Problem
Return every line of the records that includes the string "would".

Entries taken from a collection
- - - -

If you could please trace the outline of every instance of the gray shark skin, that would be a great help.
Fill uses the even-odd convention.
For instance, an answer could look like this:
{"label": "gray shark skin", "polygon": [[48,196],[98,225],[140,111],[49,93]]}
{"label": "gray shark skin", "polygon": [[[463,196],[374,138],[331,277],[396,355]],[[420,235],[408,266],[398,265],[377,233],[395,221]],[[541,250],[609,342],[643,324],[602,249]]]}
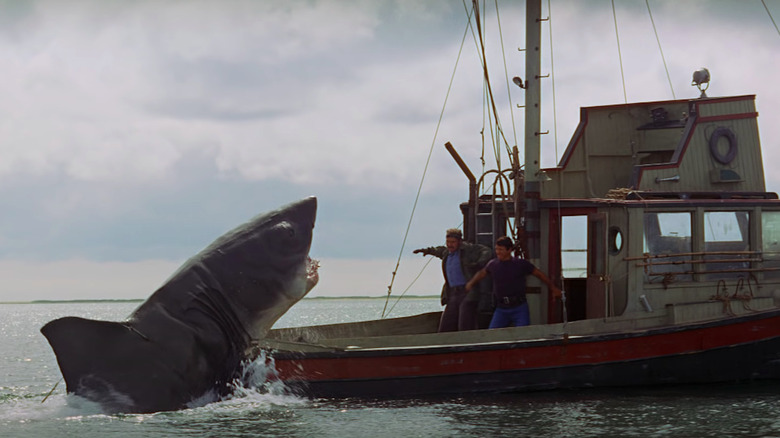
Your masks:
{"label": "gray shark skin", "polygon": [[253,340],[317,282],[317,199],[260,215],[188,260],[127,321],[65,317],[41,328],[67,391],[107,412],[182,409],[224,394]]}

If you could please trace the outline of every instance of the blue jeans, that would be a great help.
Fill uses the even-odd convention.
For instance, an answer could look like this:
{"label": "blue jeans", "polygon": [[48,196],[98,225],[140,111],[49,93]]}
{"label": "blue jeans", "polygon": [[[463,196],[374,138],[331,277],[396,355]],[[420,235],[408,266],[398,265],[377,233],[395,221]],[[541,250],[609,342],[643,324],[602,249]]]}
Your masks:
{"label": "blue jeans", "polygon": [[508,309],[496,307],[488,328],[521,327],[530,323],[531,317],[528,312],[528,302],[526,301],[517,307]]}

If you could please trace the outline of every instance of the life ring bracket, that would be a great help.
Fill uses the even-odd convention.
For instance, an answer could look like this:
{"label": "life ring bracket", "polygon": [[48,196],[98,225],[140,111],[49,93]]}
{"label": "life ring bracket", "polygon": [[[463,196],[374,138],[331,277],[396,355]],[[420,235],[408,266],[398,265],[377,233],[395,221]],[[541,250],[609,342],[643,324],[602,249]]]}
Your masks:
{"label": "life ring bracket", "polygon": [[[725,154],[718,149],[718,142],[721,137],[726,137],[726,140],[729,142],[729,148]],[[734,158],[737,157],[737,149],[737,136],[729,128],[720,127],[710,136],[710,154],[720,164],[729,164],[734,161]]]}

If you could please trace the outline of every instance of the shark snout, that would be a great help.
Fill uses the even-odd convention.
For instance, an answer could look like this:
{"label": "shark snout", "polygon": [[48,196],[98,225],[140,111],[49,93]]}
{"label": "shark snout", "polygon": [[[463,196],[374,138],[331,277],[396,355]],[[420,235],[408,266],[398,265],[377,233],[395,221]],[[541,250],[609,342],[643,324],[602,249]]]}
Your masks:
{"label": "shark snout", "polygon": [[317,198],[310,196],[294,202],[287,207],[287,216],[300,225],[314,228],[317,219]]}

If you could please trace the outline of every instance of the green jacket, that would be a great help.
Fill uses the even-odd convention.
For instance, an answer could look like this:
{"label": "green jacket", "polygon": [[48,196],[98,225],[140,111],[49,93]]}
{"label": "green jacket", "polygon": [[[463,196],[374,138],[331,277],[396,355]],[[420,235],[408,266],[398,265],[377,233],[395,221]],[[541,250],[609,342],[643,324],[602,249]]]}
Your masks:
{"label": "green jacket", "polygon": [[[444,273],[444,286],[441,290],[441,304],[447,304],[447,290],[450,287],[449,282],[447,281],[447,257],[449,257],[450,252],[447,250],[446,246],[431,246],[422,248],[422,251],[423,254],[430,254],[441,259],[441,270]],[[463,277],[466,278],[466,281],[471,280],[471,277],[482,269],[493,257],[490,248],[480,244],[461,242],[458,251],[460,251],[460,266],[461,269],[463,269]],[[481,287],[480,285],[477,285],[477,287],[466,295],[466,300],[479,301],[480,293]]]}

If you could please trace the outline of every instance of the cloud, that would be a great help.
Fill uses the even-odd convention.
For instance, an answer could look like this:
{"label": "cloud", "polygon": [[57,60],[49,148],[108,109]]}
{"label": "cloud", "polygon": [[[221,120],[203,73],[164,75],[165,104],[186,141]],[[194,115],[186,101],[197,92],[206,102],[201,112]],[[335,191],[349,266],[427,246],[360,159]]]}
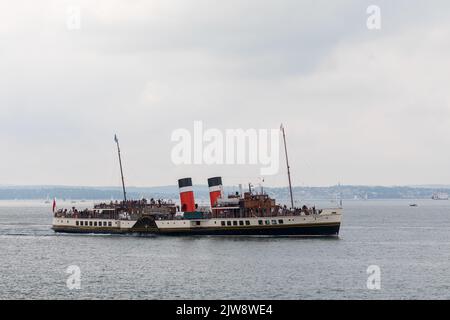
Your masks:
{"label": "cloud", "polygon": [[[3,183],[173,184],[259,167],[174,166],[171,132],[288,132],[295,184],[446,183],[449,4],[30,1],[0,6]],[[67,6],[81,29],[67,30]],[[285,185],[285,173],[266,178]]]}

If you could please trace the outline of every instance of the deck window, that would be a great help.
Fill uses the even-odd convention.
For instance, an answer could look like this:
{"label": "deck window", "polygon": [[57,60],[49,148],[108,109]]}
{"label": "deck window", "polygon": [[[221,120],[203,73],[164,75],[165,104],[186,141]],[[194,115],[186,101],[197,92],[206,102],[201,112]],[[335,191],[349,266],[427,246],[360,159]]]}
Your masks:
{"label": "deck window", "polygon": [[111,226],[112,226],[111,221],[109,221],[108,222],[108,227],[111,227]]}
{"label": "deck window", "polygon": [[231,226],[231,221],[227,221],[227,226]]}
{"label": "deck window", "polygon": [[92,227],[92,221],[89,221],[89,226]]}
{"label": "deck window", "polygon": [[103,226],[106,227],[106,221],[103,221]]}
{"label": "deck window", "polygon": [[75,224],[78,226],[79,225],[78,221],[75,221]]}
{"label": "deck window", "polygon": [[83,221],[80,221],[80,226],[82,226],[83,225]]}
{"label": "deck window", "polygon": [[237,221],[233,221],[233,226],[237,226]]}
{"label": "deck window", "polygon": [[278,223],[283,224],[284,223],[283,219],[278,220]]}
{"label": "deck window", "polygon": [[262,220],[258,220],[258,224],[259,224],[259,225],[262,225],[262,224],[263,224],[263,221],[262,221]]}
{"label": "deck window", "polygon": [[240,226],[243,226],[243,225],[244,225],[244,221],[239,220],[239,225],[240,225]]}
{"label": "deck window", "polygon": [[249,226],[249,225],[250,225],[250,221],[245,220],[245,225],[246,225],[246,226]]}
{"label": "deck window", "polygon": [[272,220],[272,224],[277,224],[277,220]]}
{"label": "deck window", "polygon": [[266,220],[266,224],[270,224],[270,220]]}
{"label": "deck window", "polygon": [[97,226],[97,221],[94,221],[94,227],[96,227]]}
{"label": "deck window", "polygon": [[224,226],[225,225],[225,221],[220,221],[220,224]]}

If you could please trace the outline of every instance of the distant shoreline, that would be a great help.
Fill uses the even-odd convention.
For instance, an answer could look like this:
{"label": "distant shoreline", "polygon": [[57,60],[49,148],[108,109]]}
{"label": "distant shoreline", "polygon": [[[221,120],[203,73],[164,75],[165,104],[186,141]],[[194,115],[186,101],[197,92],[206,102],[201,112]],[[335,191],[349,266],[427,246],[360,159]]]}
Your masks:
{"label": "distant shoreline", "polygon": [[[225,186],[225,193],[231,194],[239,190],[237,186]],[[258,187],[254,187],[259,191]],[[246,191],[246,189],[244,189]],[[264,192],[276,199],[287,199],[287,187],[264,187]],[[328,187],[294,187],[295,199],[302,200],[402,200],[431,199],[434,193],[450,194],[449,186],[328,186]],[[194,186],[197,199],[208,199],[208,187]],[[177,186],[161,187],[128,187],[128,197],[141,198],[178,198]],[[66,200],[104,200],[122,199],[120,187],[83,187],[83,186],[0,186],[0,200],[50,200],[53,198]],[[439,201],[439,200],[437,200]],[[445,200],[443,200],[445,201]]]}

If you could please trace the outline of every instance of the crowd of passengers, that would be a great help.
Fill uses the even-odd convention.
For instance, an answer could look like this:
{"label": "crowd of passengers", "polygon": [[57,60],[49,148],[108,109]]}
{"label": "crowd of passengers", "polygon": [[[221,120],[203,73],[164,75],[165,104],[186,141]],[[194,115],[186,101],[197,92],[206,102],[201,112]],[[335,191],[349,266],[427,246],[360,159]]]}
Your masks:
{"label": "crowd of passengers", "polygon": [[94,209],[114,209],[114,208],[145,208],[151,207],[161,207],[164,205],[172,204],[170,201],[164,199],[141,199],[141,200],[122,200],[122,201],[111,201],[109,203],[103,202],[96,204]]}
{"label": "crowd of passengers", "polygon": [[71,209],[59,209],[55,212],[55,217],[65,217],[65,218],[98,218],[98,219],[115,219],[116,212],[115,211],[104,211],[104,209],[144,209],[146,207],[155,207],[160,208],[165,205],[172,204],[170,201],[163,199],[154,199],[150,200],[142,199],[142,200],[127,200],[127,201],[111,201],[109,203],[103,202],[94,205],[94,209],[84,209],[78,210],[75,207]]}
{"label": "crowd of passengers", "polygon": [[316,207],[313,206],[308,208],[306,205],[301,208],[293,208],[289,209],[286,205],[282,207],[274,207],[268,212],[267,209],[248,209],[248,213],[251,216],[287,216],[287,215],[313,215],[313,214],[321,214],[322,210],[316,210]]}
{"label": "crowd of passengers", "polygon": [[[117,209],[117,208],[144,208],[148,205],[155,206],[155,207],[161,207],[166,204],[171,204],[165,200],[162,199],[153,199],[151,198],[150,201],[147,201],[147,199],[142,200],[127,200],[127,201],[111,201],[108,203],[99,203],[94,206],[93,210],[84,209],[84,210],[78,210],[75,207],[72,207],[70,210],[67,209],[59,209],[55,212],[55,217],[65,217],[65,218],[97,218],[97,219],[115,219],[116,212],[108,212],[103,211],[102,209]],[[198,208],[198,205],[196,204],[196,209]],[[180,207],[177,206],[177,210],[180,211]],[[301,208],[294,208],[293,210],[289,209],[286,205],[283,207],[276,207],[272,208],[270,212],[267,212],[266,210],[263,211],[263,209],[247,209],[247,216],[283,216],[283,215],[315,215],[320,214],[322,210],[316,210],[316,207],[313,206],[311,208],[308,208],[306,205],[303,205]],[[225,212],[224,212],[225,213]],[[226,212],[226,215],[229,215],[231,212]],[[233,214],[233,213],[232,213]],[[236,212],[235,214],[239,214]],[[211,216],[209,213],[204,213],[205,217]]]}
{"label": "crowd of passengers", "polygon": [[67,209],[59,209],[55,212],[55,217],[63,217],[63,218],[83,218],[83,219],[108,219],[112,218],[110,214],[105,214],[100,210],[78,210],[75,207],[72,207],[70,210]]}

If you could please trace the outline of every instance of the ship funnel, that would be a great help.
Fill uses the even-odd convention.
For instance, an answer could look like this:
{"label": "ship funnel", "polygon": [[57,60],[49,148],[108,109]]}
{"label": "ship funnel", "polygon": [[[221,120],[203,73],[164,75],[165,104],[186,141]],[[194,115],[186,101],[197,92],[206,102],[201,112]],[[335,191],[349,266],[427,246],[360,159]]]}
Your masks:
{"label": "ship funnel", "polygon": [[192,188],[192,179],[184,178],[178,180],[178,187],[180,189],[181,211],[194,212],[195,200],[194,200],[194,190]]}
{"label": "ship funnel", "polygon": [[222,177],[209,178],[208,187],[209,187],[209,200],[211,201],[211,207],[214,207],[217,203],[217,199],[223,198]]}

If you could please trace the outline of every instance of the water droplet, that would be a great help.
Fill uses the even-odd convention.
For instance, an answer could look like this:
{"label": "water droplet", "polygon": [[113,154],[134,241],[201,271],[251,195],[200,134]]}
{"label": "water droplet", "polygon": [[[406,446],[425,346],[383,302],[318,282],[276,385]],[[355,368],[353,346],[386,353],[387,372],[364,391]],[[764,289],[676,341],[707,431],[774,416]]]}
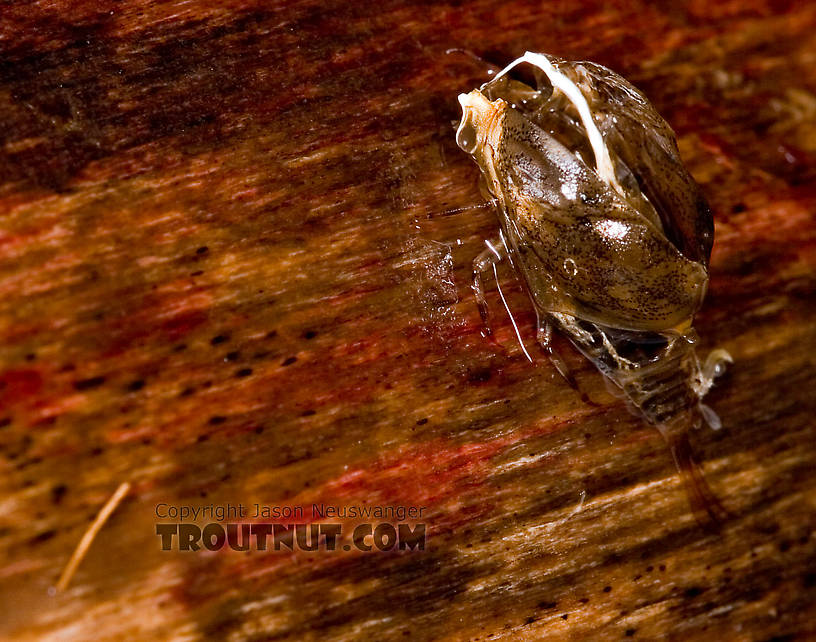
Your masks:
{"label": "water droplet", "polygon": [[578,274],[578,266],[575,264],[575,261],[572,259],[564,259],[564,272],[566,272],[568,276]]}

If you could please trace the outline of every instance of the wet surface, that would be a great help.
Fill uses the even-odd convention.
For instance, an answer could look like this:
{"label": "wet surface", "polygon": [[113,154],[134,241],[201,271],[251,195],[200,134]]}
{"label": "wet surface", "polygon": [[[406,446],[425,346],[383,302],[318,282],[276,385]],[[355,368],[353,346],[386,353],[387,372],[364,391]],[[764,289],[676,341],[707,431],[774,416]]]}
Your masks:
{"label": "wet surface", "polygon": [[[815,25],[762,2],[4,8],[0,634],[816,634]],[[693,435],[719,533],[566,342],[595,406],[524,358],[491,284],[482,336],[496,221],[452,122],[485,69],[452,47],[596,61],[676,131],[715,218],[695,326],[735,359],[706,399],[723,429]],[[424,506],[429,535],[164,552],[161,502]]]}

- - - -

Exercise answer
If you could please trace the outline of every instance of the gray shark skin, that would be a great help.
If you could please trace the outline of every instance of the blue jeans, that would be a great help.
If you could please trace the outline of every instance of the life ring bracket, that would be a great help.
If you could please trace the outline of every instance of the shark snout, that would be a great help.
If you could please trace the outline of every instance of the green jacket, that would be a great help.
If you could please trace the outline of every instance of the cloud, that would be a great help.
If you could please trace the outline of every instance of the deck window, that would be a great help.
If you could please trace the outline of every instance of the distant shoreline, that would be a great help.
If you could please trace the outline of every instance of the crowd of passengers, that would be a great help.
If you could please trace the outline of every instance of the ship funnel, that would be a great help.
If you could please trace the outline of every instance of the water droplet, that would be a great help.
If you could please trace the outline of every instance of the wet surface, that would be a great help.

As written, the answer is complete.